_Exercise description:_
Return all the data, word for word.

____ Listed entries

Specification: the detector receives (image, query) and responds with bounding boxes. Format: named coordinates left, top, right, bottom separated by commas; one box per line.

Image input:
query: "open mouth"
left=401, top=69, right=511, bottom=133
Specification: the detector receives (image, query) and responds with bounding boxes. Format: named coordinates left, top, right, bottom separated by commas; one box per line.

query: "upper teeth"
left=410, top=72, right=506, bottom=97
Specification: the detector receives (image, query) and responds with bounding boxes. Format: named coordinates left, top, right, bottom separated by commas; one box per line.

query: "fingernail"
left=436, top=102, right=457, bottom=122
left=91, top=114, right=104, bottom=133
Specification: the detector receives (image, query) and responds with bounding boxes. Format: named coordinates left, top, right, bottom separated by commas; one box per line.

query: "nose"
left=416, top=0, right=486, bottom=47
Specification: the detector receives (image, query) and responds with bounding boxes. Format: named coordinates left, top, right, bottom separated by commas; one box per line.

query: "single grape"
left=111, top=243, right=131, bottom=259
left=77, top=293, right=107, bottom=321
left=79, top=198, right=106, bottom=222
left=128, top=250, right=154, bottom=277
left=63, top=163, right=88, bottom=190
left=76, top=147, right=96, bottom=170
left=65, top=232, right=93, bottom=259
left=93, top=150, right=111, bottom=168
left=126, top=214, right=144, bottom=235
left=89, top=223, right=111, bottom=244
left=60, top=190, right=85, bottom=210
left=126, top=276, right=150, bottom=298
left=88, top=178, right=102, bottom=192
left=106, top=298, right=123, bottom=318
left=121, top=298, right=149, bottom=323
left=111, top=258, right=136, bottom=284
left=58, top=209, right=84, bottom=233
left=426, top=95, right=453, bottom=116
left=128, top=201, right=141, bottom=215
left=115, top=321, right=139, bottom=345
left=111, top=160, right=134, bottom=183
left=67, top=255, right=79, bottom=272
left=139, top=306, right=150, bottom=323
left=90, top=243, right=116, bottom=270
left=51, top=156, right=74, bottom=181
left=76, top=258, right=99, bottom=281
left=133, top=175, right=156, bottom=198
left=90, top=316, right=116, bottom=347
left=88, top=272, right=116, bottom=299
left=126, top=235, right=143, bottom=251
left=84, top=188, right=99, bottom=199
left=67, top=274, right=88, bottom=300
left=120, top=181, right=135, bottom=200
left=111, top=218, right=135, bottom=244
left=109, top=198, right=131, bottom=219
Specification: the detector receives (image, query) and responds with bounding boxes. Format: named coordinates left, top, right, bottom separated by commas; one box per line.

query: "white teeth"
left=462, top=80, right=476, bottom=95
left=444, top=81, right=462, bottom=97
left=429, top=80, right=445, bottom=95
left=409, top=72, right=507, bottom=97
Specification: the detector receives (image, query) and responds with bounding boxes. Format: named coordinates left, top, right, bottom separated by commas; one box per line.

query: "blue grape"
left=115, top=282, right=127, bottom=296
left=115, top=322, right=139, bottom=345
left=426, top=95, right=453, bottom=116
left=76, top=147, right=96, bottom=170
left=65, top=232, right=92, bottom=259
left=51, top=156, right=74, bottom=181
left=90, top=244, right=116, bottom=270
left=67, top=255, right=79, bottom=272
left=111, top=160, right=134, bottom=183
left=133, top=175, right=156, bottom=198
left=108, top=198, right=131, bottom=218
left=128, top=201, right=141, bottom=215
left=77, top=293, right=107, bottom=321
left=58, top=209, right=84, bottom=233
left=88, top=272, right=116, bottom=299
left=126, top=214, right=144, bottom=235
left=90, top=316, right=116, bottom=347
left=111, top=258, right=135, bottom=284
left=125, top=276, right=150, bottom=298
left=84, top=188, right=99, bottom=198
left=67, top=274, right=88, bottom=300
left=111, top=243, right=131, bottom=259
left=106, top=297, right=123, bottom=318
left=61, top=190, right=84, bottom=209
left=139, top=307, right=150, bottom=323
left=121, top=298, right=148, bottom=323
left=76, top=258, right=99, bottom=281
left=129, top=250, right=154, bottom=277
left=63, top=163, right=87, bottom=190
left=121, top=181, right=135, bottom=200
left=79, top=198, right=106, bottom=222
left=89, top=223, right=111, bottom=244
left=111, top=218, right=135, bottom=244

________

_Your solution:_
Specification: the detector receives (image, query) and responds with bounding boxes. Format: named coordinates left, top, right, bottom separated by commas; one box per line.

Image input:
query: "open mouth"
left=401, top=69, right=511, bottom=133
Specification: the detector receives (image, query) and responds with bounding boxes. Format: named coordinates left, top, right, bottom separated by commas; one box per line.

query: "upper teeth"
left=410, top=72, right=506, bottom=97
Specification: the detector receives (image, query) and responds with bounding boxes. Format: named coordinates left, top, right, bottom separated by commas; one box per line.

query: "fingernail"
left=436, top=102, right=457, bottom=122
left=91, top=114, right=104, bottom=133
Specification: the detector receives (image, query) and responds with bounding boxes. Format: named coordinates left, top, right, bottom separated by commas; one box per line.

query: "nose"
left=416, top=0, right=486, bottom=47
Specification: the detector receives (image, query) and responds with bounding boxes. Format: named coordinates left, top, right, bottom separated by commas; one box per line.

query: "single grape"
left=111, top=243, right=131, bottom=259
left=77, top=293, right=107, bottom=321
left=79, top=198, right=106, bottom=222
left=128, top=250, right=154, bottom=277
left=63, top=163, right=88, bottom=190
left=76, top=147, right=96, bottom=170
left=65, top=232, right=93, bottom=259
left=93, top=150, right=111, bottom=168
left=126, top=214, right=144, bottom=235
left=89, top=223, right=111, bottom=244
left=60, top=190, right=85, bottom=210
left=126, top=276, right=150, bottom=298
left=88, top=178, right=102, bottom=192
left=106, top=298, right=123, bottom=318
left=121, top=298, right=149, bottom=323
left=111, top=258, right=136, bottom=284
left=58, top=209, right=84, bottom=233
left=426, top=95, right=453, bottom=116
left=128, top=201, right=141, bottom=215
left=115, top=321, right=139, bottom=345
left=111, top=160, right=134, bottom=183
left=67, top=255, right=79, bottom=272
left=139, top=306, right=150, bottom=323
left=90, top=243, right=116, bottom=270
left=51, top=156, right=74, bottom=181
left=76, top=258, right=99, bottom=281
left=133, top=175, right=156, bottom=198
left=90, top=316, right=116, bottom=347
left=88, top=272, right=116, bottom=299
left=126, top=235, right=143, bottom=251
left=84, top=188, right=99, bottom=199
left=67, top=274, right=88, bottom=300
left=120, top=181, right=135, bottom=200
left=111, top=218, right=135, bottom=244
left=109, top=198, right=131, bottom=219
Specification: the detector receives (image, query) and responds with bounding boxes. Format: named coordinates left, top, right, bottom separated by commas; one box per line.

query: "white teeth"
left=462, top=80, right=476, bottom=95
left=444, top=81, right=462, bottom=97
left=429, top=80, right=445, bottom=95
left=409, top=72, right=507, bottom=97
Specification: the detector receives (image, query) and responds with bounding boxes. Format: named coordinates left, top, right, bottom separated by commas; one box per line.

query: "blue grape"
left=115, top=282, right=127, bottom=296
left=115, top=322, right=139, bottom=345
left=426, top=95, right=453, bottom=116
left=76, top=147, right=96, bottom=170
left=65, top=232, right=92, bottom=259
left=51, top=156, right=74, bottom=181
left=90, top=244, right=116, bottom=270
left=67, top=255, right=79, bottom=272
left=111, top=160, right=134, bottom=183
left=133, top=175, right=156, bottom=198
left=108, top=198, right=131, bottom=218
left=128, top=201, right=141, bottom=215
left=77, top=293, right=107, bottom=321
left=58, top=209, right=84, bottom=233
left=88, top=272, right=116, bottom=299
left=126, top=214, right=144, bottom=235
left=90, top=316, right=116, bottom=347
left=111, top=258, right=135, bottom=284
left=125, top=276, right=150, bottom=298
left=84, top=188, right=99, bottom=198
left=67, top=274, right=88, bottom=300
left=111, top=243, right=131, bottom=259
left=106, top=297, right=123, bottom=318
left=61, top=190, right=84, bottom=209
left=139, top=307, right=150, bottom=323
left=121, top=298, right=148, bottom=323
left=76, top=258, right=99, bottom=281
left=129, top=250, right=154, bottom=277
left=63, top=163, right=87, bottom=190
left=121, top=181, right=135, bottom=200
left=79, top=198, right=106, bottom=222
left=89, top=223, right=111, bottom=244
left=111, top=218, right=135, bottom=244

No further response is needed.